> **Data shown**:
########################################

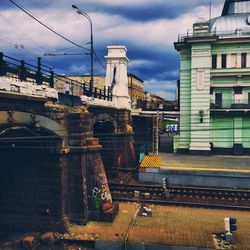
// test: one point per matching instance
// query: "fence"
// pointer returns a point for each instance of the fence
(41, 74)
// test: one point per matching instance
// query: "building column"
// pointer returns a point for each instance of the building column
(185, 101)
(238, 133)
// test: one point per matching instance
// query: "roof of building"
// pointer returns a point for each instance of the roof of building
(236, 6)
(235, 17)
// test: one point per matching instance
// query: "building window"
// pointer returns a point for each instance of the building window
(243, 60)
(238, 90)
(234, 60)
(218, 100)
(214, 61)
(223, 61)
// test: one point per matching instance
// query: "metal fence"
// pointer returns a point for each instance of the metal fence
(42, 74)
(231, 104)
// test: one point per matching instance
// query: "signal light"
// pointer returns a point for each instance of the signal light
(165, 183)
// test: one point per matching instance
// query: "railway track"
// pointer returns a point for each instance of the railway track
(184, 196)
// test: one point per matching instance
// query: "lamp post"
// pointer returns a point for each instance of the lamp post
(83, 13)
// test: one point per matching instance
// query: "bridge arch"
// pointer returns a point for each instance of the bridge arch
(31, 171)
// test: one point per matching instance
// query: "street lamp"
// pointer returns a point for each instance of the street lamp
(91, 83)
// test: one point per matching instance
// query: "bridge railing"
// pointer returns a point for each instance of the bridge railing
(42, 74)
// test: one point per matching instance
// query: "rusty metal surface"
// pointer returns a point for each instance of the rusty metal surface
(167, 225)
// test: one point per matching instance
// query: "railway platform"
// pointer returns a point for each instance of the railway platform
(212, 171)
(167, 228)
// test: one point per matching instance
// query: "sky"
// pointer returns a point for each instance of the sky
(147, 28)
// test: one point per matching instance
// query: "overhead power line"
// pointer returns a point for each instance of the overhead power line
(46, 26)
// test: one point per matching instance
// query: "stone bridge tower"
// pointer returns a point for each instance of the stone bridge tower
(116, 75)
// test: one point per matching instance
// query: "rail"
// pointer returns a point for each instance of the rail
(44, 75)
(231, 104)
(238, 33)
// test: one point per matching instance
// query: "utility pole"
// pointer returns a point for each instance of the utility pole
(153, 134)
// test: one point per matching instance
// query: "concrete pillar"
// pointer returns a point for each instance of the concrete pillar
(219, 61)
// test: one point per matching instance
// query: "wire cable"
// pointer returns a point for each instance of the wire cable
(46, 26)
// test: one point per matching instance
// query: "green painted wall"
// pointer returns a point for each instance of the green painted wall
(222, 131)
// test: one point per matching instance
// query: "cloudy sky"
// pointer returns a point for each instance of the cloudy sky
(147, 28)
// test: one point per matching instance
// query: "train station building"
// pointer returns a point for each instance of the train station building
(215, 84)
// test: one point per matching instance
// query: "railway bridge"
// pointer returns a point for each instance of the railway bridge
(54, 156)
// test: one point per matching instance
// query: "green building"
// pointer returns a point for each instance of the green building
(215, 83)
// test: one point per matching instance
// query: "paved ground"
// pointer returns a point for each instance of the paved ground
(168, 225)
(224, 163)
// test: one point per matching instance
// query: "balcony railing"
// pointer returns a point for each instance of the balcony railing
(221, 34)
(231, 104)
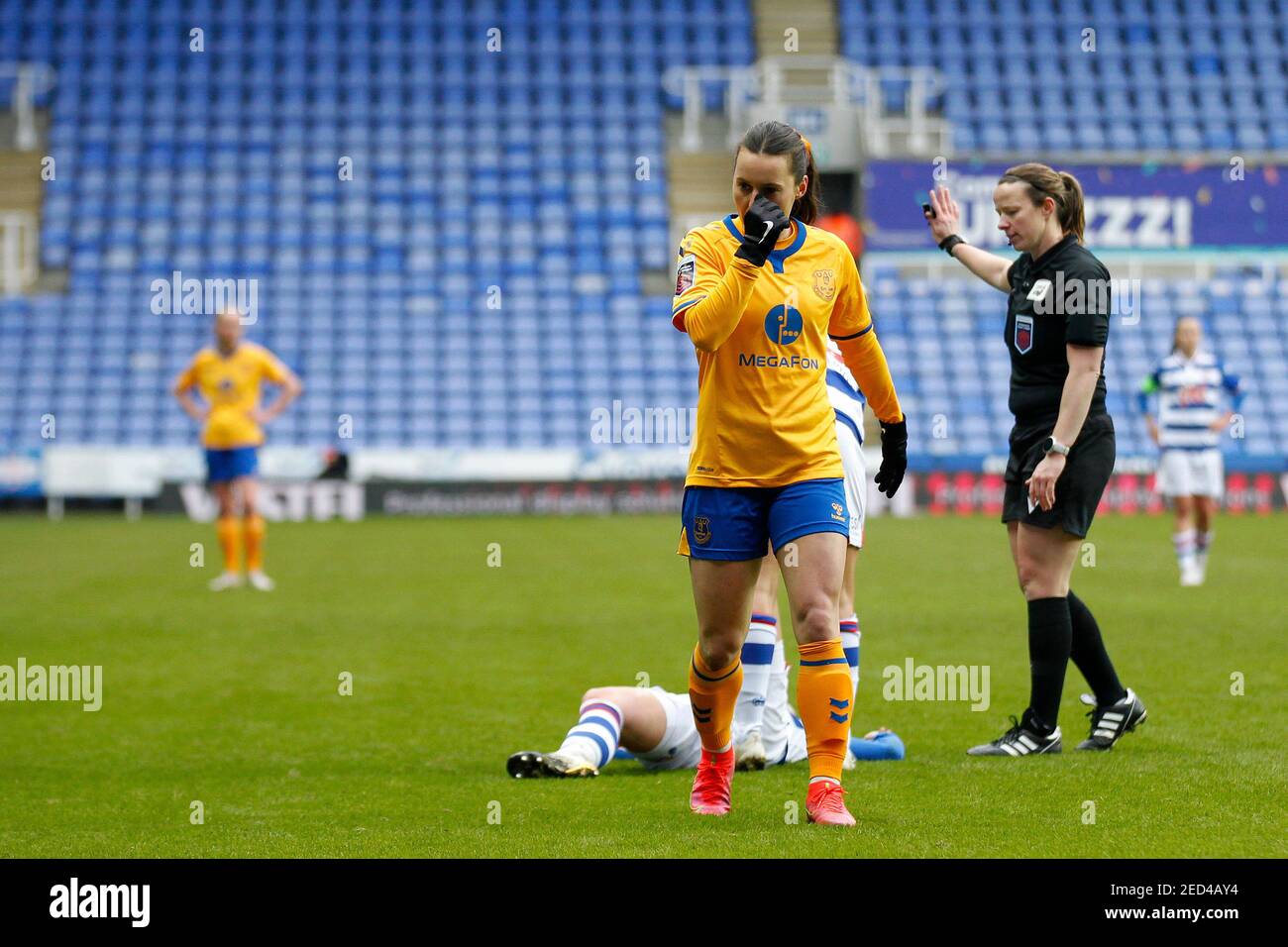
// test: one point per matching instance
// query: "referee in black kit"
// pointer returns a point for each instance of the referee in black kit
(1061, 444)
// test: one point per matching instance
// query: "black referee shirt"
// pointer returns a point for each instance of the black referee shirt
(1061, 298)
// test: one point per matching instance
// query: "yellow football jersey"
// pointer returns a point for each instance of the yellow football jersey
(231, 386)
(764, 415)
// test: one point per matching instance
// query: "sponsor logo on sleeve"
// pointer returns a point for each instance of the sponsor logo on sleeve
(684, 273)
(1039, 290)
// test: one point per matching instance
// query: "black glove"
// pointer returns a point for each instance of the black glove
(894, 457)
(761, 224)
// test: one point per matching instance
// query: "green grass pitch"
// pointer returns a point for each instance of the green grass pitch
(233, 698)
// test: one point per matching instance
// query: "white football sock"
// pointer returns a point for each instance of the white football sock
(595, 737)
(758, 655)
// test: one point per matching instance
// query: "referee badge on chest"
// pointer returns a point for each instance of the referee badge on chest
(1022, 334)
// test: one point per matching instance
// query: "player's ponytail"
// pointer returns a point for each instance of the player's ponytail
(1073, 217)
(1060, 187)
(776, 138)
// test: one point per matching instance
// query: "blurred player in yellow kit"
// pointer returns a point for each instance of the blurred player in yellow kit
(228, 376)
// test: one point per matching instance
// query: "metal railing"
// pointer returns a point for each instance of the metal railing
(828, 80)
(20, 262)
(30, 80)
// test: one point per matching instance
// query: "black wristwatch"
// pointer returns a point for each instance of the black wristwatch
(1052, 446)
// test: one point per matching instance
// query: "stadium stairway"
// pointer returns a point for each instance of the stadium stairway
(814, 22)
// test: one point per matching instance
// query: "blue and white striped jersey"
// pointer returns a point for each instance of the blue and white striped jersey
(1189, 399)
(844, 392)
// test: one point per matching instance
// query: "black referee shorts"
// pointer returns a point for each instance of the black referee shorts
(1077, 492)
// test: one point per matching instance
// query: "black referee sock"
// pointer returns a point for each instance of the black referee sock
(1050, 642)
(1089, 654)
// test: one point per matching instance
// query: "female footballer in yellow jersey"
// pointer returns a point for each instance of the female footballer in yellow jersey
(228, 377)
(759, 292)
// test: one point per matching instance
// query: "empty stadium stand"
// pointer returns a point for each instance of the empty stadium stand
(478, 279)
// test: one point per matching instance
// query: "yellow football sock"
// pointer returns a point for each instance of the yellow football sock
(228, 528)
(713, 693)
(824, 703)
(254, 538)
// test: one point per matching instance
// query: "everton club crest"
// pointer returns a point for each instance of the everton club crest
(824, 283)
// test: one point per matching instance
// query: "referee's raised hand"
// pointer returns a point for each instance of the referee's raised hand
(947, 215)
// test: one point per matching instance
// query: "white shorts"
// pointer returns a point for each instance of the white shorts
(682, 745)
(1190, 474)
(855, 480)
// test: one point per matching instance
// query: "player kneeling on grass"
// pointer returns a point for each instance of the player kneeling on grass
(656, 727)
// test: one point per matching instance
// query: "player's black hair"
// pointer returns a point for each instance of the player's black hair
(776, 138)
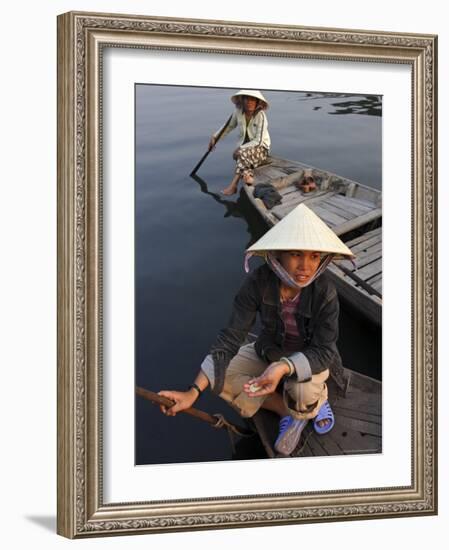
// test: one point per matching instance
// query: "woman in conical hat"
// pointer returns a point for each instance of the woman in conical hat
(254, 139)
(286, 368)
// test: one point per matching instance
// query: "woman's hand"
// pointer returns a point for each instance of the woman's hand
(267, 382)
(183, 400)
(212, 143)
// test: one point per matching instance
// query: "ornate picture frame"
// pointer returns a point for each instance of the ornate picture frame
(82, 40)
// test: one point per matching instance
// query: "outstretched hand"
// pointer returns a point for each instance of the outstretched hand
(268, 381)
(182, 401)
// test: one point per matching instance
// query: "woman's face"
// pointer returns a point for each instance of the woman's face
(301, 265)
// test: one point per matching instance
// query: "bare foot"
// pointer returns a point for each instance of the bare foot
(230, 190)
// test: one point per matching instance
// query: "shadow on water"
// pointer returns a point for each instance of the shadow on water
(366, 105)
(239, 208)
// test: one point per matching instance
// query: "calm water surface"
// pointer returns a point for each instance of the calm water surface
(190, 241)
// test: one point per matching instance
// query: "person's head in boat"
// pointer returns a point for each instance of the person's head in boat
(249, 101)
(299, 248)
(301, 265)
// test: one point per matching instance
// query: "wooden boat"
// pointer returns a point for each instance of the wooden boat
(358, 423)
(352, 210)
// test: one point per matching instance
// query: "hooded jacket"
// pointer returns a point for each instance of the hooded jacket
(316, 317)
(257, 129)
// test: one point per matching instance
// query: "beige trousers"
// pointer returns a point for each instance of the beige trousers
(303, 399)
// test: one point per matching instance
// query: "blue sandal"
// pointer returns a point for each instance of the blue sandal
(325, 413)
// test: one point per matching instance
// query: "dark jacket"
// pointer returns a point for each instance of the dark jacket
(316, 317)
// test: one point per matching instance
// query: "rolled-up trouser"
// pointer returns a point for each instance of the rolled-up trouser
(248, 158)
(303, 399)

########################################

> **What you will do**: State how many lines of the data above contain the word "water". Give only the number.

> **Finished exercise**: 4